Recorded data:
§
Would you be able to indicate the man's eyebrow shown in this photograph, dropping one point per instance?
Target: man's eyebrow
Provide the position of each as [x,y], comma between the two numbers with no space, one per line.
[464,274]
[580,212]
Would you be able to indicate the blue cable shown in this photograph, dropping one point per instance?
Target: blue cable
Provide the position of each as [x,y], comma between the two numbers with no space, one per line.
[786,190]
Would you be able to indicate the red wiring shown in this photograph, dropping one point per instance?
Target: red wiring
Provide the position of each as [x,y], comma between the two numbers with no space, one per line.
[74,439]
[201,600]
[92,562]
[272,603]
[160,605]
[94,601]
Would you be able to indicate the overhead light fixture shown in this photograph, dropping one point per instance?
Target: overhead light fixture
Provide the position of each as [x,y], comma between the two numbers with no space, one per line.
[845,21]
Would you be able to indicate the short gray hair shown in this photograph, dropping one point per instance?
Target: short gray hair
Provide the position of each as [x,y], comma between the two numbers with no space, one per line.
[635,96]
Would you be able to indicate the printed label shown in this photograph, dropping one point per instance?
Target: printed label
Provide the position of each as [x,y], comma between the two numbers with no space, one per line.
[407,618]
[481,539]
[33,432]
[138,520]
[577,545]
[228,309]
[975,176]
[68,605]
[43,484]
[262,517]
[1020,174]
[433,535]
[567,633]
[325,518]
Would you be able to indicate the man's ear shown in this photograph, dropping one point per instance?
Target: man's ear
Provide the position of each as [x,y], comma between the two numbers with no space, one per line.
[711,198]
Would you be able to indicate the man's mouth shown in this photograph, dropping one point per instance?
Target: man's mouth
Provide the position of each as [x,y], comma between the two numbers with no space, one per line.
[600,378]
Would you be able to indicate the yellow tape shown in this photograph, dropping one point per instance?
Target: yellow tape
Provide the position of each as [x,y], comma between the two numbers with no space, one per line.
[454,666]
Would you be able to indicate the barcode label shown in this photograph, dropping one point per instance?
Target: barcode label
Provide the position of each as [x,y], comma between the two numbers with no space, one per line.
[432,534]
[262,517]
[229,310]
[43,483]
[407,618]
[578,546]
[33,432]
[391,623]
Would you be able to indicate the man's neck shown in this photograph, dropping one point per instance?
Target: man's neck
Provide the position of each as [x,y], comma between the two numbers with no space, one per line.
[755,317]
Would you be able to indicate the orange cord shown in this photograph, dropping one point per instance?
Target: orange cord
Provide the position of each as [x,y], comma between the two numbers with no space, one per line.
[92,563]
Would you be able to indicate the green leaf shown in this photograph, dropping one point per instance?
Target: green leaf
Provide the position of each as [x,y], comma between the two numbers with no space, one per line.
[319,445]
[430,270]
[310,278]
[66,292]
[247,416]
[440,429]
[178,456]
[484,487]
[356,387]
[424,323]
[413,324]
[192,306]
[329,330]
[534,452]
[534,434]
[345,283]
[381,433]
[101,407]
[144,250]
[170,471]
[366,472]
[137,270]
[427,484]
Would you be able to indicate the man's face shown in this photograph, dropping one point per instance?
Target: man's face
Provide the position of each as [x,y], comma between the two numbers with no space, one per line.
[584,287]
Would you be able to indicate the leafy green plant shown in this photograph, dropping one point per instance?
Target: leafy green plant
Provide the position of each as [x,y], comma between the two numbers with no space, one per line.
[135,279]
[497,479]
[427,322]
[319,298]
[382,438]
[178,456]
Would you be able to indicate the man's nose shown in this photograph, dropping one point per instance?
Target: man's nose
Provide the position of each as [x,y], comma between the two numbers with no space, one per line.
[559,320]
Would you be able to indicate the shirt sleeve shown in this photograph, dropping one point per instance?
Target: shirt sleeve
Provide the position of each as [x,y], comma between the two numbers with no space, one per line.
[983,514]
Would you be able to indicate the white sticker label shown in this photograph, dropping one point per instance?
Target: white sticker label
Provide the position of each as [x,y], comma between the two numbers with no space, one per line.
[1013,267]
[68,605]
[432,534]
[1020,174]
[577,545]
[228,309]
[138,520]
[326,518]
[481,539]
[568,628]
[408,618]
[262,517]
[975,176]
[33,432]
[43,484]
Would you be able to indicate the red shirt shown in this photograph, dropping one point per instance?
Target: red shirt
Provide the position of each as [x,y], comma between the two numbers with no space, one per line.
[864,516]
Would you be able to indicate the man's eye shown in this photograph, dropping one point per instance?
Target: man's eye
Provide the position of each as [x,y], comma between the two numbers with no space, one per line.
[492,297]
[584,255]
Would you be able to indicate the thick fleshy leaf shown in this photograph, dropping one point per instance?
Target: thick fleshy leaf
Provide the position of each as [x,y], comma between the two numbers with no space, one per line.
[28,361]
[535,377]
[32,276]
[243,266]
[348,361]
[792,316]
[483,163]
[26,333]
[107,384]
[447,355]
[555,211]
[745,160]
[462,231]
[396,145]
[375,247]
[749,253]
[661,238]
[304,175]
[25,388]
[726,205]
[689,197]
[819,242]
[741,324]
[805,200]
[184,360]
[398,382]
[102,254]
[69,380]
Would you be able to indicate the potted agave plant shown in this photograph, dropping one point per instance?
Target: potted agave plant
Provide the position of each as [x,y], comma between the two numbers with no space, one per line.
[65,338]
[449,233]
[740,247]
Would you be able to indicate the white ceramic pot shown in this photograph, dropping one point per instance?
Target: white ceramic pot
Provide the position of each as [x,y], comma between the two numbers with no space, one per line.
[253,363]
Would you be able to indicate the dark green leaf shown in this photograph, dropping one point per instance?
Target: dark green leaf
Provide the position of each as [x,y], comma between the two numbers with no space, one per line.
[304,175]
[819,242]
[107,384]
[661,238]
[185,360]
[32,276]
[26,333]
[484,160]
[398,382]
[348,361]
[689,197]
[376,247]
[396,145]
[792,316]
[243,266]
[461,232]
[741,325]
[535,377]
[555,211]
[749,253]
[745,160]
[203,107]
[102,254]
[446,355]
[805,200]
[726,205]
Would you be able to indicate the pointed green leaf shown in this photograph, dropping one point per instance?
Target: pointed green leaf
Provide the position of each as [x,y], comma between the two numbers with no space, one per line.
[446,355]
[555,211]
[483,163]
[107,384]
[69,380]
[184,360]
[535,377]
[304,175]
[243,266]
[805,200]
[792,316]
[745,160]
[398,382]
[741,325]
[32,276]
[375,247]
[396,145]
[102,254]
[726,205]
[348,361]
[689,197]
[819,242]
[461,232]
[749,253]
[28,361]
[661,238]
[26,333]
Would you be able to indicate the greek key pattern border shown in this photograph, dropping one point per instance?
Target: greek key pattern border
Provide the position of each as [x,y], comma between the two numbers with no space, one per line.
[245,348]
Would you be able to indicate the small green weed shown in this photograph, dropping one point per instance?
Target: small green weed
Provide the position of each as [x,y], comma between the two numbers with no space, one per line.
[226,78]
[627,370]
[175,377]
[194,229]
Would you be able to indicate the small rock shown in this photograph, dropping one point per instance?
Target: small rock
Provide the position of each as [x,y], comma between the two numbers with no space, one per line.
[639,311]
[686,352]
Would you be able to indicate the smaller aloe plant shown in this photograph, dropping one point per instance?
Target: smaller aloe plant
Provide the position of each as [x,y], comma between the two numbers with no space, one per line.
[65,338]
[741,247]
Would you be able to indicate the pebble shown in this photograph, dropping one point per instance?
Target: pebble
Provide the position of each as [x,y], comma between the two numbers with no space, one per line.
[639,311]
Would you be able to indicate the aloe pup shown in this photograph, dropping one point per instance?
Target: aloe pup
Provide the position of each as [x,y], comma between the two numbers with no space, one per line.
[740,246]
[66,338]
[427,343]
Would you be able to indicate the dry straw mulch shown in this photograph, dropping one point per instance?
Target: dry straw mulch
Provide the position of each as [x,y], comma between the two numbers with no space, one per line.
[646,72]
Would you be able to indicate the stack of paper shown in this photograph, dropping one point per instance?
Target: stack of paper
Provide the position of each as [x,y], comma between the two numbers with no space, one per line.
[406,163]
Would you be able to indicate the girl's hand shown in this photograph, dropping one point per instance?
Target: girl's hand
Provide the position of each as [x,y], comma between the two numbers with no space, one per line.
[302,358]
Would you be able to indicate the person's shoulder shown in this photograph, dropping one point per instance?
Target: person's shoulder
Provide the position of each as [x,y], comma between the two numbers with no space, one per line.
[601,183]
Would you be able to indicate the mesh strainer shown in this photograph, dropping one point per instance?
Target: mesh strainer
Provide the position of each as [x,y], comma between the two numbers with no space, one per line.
§
#### [Work required]
Give back exactly the lines running from the line containing "Would you be able to indicate the aloe" through the end of the material above, both included, and nothing beyond them.

#### [Response]
Would you be able to indicate the aloe pup shown in this photograph, dropping one point per instance?
Target: aloe pup
Provide the position of each as [x,y], comma between the two numbers with no space, one per line.
[740,246]
[66,338]
[427,343]
Would you be able to indicate the dry straw mulch shown in this photograph, dropping one point per instance?
Target: dry straw mulch
Provide the position of each as [x,y], comma between the two numbers with no space, one per line.
[646,72]
Would you be able to indicate the stack of paper shown in this photograph, dropping one point per instance?
Target: stack of paper
Provide the position of each as [x,y], comma between the two numbers with no space, one per line.
[406,163]
Would you be able to indicate the girl's hand shown in this photograph, dropping one point per instance?
Target: girl's hand
Provide the position of each as [x,y], comma between the two numbers with no space, one per line.
[302,358]
Would you be able to indicate the person's shoulder shown in this photograph, dropping one point per instance?
Target: person's shoulder
Provide the position of each as [x,y], comma between the two numbers with no space, one per line.
[601,183]
Would you be able to indicate the mesh strainer shown in this photograph, dropping one point per instance?
Target: mesh strainer
Provide the position of each as [x,y], comma between the two numbers with no space, one per line.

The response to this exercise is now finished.